- **Work to be completed**: Copy out every line below that contains the word "hoodie".

- **Exercise input**:

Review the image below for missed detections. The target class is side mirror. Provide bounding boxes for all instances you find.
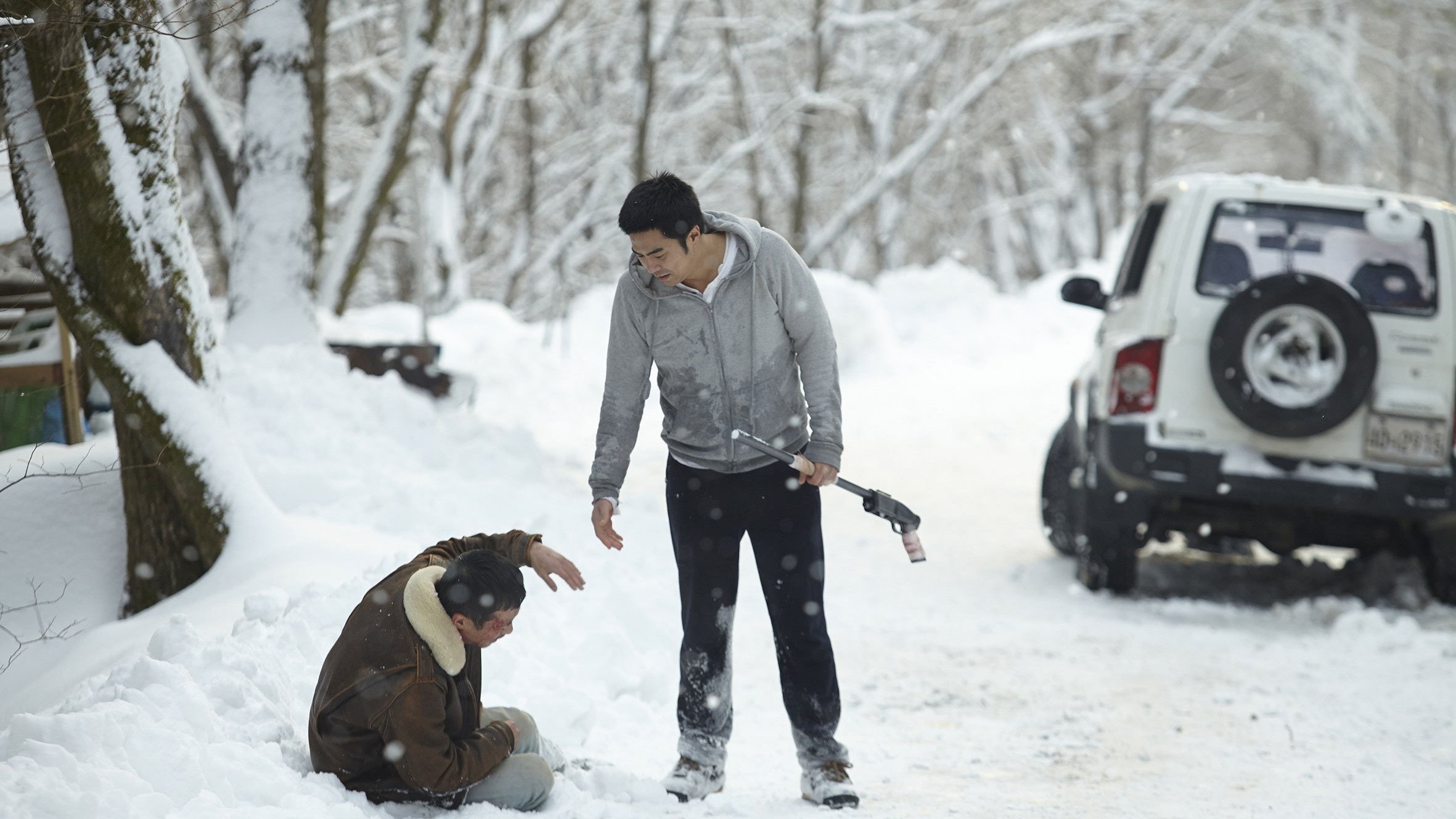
[1061,276,1106,310]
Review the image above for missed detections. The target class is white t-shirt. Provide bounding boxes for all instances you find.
[677,233,743,305]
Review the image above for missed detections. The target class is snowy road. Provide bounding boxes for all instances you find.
[0,274,1456,819]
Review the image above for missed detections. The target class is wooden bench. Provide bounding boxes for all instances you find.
[329,341,451,398]
[0,280,86,443]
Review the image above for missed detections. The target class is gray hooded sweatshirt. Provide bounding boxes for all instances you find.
[591,212,845,500]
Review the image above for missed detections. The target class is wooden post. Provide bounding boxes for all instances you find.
[55,315,86,445]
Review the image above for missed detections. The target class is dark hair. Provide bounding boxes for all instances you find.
[617,170,708,250]
[435,549,526,628]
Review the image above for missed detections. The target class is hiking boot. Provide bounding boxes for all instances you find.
[800,759,859,807]
[663,756,724,802]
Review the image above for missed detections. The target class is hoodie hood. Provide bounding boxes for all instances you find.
[628,210,763,298]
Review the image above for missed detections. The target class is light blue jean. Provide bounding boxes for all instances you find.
[464,708,559,810]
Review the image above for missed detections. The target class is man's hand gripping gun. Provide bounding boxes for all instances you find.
[729,430,925,562]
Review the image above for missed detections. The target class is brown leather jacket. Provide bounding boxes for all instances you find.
[309,530,540,807]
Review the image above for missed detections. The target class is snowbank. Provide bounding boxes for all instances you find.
[0,264,1456,819]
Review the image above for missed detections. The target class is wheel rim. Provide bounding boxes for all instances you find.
[1243,305,1347,410]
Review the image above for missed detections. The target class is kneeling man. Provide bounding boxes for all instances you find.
[309,530,583,810]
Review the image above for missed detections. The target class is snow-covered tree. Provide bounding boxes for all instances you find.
[0,0,271,612]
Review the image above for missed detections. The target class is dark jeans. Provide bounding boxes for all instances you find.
[667,458,846,765]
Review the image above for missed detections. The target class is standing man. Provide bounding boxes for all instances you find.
[591,173,859,807]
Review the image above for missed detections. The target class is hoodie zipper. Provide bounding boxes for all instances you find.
[697,281,738,472]
[703,295,738,472]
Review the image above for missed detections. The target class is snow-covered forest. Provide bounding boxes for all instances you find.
[139,0,1456,311]
[0,0,1456,819]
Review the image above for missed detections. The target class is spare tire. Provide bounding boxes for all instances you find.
[1208,273,1379,438]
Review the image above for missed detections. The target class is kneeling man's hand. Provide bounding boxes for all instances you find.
[526,541,587,591]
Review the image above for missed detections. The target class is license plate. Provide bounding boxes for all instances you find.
[1366,413,1450,466]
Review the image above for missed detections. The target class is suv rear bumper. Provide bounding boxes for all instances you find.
[1087,421,1456,551]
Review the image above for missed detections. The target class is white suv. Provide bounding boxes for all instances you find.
[1042,175,1456,603]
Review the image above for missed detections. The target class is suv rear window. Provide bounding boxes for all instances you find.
[1113,200,1168,297]
[1198,200,1436,316]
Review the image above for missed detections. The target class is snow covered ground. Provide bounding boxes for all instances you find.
[0,265,1456,819]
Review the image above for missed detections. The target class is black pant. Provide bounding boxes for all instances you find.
[667,458,845,765]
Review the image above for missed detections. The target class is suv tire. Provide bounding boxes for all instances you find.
[1074,458,1143,595]
[1041,418,1081,557]
[1078,526,1139,595]
[1208,273,1379,438]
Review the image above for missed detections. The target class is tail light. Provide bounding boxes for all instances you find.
[1108,340,1163,415]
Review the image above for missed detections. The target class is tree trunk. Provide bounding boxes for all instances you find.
[303,0,329,265]
[632,0,656,182]
[317,0,444,315]
[1137,92,1156,202]
[0,1,232,612]
[227,0,322,347]
[789,0,828,248]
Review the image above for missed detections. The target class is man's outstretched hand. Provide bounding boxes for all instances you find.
[591,498,622,549]
[526,541,587,591]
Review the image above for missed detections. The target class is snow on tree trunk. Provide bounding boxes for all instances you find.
[317,0,443,315]
[227,0,319,347]
[801,25,1110,265]
[0,1,275,612]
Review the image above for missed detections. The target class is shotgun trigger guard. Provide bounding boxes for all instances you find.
[865,490,920,535]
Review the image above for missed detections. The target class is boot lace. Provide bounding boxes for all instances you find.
[820,759,853,783]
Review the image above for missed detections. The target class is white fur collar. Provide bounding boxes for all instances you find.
[405,566,464,676]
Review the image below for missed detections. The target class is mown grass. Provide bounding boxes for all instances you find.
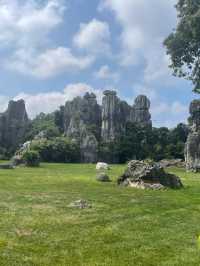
[0,164,200,266]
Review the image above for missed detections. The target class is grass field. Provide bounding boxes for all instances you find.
[0,164,200,266]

- **Worked answer**:
Review the image above for missed detections. The target class is hoodie hood. Provide bounding boxes for all instances you find.
Review the image above for missed detections. The target class is hoodie zipper. Provide bounding boxes for all instances you find.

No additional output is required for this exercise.